(Records excerpted from a collection)
- - -

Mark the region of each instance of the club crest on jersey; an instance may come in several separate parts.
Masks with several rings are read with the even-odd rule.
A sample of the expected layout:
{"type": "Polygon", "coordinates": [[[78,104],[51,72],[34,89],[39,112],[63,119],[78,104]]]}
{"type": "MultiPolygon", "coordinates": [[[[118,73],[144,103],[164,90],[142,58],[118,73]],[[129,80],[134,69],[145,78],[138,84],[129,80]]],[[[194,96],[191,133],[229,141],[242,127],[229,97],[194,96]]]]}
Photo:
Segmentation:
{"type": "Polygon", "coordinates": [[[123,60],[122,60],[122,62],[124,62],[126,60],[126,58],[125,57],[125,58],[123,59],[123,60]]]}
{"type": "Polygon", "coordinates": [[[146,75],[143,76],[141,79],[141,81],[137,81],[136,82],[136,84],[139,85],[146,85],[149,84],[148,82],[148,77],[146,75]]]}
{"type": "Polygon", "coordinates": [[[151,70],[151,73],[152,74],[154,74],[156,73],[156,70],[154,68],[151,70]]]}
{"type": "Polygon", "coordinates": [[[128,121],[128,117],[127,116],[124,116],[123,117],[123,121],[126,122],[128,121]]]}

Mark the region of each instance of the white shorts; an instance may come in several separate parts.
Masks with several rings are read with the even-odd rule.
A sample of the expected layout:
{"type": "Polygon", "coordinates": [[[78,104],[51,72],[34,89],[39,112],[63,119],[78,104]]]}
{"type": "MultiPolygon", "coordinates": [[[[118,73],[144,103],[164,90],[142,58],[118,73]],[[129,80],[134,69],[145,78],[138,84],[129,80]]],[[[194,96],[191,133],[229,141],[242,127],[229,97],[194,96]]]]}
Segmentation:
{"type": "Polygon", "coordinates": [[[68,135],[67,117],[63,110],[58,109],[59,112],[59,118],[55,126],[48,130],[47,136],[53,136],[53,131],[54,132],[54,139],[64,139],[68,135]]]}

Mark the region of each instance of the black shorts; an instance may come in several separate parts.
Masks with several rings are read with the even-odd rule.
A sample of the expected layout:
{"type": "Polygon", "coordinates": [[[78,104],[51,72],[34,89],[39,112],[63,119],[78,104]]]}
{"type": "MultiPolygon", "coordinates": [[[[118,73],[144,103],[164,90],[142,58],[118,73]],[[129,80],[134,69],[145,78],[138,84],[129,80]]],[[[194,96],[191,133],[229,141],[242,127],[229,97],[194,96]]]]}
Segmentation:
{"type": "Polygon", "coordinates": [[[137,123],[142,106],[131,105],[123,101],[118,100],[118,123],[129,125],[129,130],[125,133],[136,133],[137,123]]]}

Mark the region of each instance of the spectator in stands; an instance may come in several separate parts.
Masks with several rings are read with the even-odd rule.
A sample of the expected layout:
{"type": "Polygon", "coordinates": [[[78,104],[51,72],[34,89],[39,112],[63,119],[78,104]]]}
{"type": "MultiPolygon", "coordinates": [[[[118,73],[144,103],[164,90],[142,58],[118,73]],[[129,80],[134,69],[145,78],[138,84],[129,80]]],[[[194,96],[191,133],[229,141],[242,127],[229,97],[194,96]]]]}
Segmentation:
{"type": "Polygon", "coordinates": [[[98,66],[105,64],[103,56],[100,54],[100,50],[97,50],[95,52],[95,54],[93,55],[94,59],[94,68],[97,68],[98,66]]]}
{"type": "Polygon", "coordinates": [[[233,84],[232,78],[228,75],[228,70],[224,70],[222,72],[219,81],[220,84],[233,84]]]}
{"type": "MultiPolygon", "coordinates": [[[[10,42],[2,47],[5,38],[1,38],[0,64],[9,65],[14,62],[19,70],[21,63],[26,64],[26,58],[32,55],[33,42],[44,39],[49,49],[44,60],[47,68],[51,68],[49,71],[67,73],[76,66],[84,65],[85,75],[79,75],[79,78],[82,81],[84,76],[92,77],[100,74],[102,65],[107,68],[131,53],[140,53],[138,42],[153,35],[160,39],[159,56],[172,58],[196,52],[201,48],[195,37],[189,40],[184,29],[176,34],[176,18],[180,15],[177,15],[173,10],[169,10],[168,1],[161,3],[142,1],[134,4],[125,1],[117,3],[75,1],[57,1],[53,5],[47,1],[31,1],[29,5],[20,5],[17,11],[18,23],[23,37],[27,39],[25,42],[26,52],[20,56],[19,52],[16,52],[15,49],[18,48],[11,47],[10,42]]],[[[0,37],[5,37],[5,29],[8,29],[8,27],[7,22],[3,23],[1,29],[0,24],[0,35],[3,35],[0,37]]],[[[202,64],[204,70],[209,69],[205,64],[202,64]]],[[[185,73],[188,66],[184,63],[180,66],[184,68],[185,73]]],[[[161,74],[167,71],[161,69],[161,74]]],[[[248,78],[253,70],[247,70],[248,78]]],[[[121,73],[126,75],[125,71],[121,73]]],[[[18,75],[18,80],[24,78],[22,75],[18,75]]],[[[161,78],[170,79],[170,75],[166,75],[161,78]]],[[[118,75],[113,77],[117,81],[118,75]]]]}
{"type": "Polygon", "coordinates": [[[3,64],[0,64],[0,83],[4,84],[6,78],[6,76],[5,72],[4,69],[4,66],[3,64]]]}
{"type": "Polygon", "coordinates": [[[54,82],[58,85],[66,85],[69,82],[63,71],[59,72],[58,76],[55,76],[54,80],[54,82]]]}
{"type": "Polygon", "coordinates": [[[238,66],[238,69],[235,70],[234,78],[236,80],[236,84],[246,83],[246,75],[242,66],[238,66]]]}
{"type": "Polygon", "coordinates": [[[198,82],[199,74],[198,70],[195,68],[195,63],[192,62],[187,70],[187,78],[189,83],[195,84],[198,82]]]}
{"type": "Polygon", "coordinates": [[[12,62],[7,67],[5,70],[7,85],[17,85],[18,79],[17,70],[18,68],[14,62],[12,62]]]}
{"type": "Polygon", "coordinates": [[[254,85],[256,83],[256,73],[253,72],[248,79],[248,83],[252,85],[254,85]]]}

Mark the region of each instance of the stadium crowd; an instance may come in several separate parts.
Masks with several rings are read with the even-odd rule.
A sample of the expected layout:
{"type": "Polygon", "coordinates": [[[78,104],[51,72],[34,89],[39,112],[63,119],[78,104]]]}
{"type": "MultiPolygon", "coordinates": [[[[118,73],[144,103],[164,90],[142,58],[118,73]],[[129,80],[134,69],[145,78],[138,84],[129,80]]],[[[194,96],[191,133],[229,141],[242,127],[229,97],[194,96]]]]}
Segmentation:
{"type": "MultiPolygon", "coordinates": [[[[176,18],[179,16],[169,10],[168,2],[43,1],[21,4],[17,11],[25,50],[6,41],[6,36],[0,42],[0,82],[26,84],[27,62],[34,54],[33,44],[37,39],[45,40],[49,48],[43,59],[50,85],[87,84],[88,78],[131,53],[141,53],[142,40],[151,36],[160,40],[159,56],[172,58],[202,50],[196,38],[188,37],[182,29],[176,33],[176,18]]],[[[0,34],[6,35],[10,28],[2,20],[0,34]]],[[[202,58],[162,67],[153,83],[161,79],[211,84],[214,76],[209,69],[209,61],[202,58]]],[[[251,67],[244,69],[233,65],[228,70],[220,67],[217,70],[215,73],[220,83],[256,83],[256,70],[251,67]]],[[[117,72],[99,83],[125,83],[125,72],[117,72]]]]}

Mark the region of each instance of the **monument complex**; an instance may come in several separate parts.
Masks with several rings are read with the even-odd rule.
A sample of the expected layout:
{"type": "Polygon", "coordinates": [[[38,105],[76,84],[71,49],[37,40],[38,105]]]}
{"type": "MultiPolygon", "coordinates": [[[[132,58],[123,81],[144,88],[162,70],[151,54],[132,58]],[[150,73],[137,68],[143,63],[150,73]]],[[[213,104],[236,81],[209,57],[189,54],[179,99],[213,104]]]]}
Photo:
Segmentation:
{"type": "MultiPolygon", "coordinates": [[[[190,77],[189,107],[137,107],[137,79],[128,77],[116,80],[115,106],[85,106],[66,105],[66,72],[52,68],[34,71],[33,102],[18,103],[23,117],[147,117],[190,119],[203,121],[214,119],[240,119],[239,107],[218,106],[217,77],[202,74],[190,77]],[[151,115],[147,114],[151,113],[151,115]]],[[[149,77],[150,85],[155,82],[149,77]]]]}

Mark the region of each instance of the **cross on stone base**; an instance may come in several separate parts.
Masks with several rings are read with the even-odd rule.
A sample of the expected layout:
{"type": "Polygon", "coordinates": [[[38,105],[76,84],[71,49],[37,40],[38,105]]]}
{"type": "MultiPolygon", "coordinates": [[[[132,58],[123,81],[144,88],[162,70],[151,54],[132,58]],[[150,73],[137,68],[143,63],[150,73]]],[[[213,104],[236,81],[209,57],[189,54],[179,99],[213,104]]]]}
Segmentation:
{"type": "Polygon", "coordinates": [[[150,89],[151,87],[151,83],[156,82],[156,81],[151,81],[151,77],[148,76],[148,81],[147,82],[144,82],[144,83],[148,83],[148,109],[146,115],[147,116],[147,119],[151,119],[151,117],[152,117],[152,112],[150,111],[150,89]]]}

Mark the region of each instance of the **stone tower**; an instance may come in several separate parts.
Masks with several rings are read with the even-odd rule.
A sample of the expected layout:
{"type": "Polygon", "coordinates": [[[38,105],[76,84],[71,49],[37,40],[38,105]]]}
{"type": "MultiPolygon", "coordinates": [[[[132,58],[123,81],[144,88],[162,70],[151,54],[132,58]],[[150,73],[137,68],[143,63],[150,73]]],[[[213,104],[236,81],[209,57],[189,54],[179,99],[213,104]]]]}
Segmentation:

- - -

◆ SET PROBLEM ◆
Retype the stretch of the listing from the line containing "Mark the region of each instance of the **stone" through the end of the listing, keeping every line exactly as it stands.

◆ SOLUTION FOR THIS EXERCISE ◆
Mark the region of each instance of the **stone tower**; an instance may come in several separate parts.
Masks with several rings are read with the even-odd rule.
A sample of the expected layout:
{"type": "Polygon", "coordinates": [[[38,105],[76,84],[71,49],[37,40],[38,105]]]}
{"type": "MultiPolygon", "coordinates": [[[[132,58],[123,81],[144,88],[162,70],[151,54],[132,58]],[[150,73],[137,68],[143,63],[150,73]]],[[[213,104],[236,81],[209,57],[189,54],[179,99],[213,104]]]]}
Segmentation:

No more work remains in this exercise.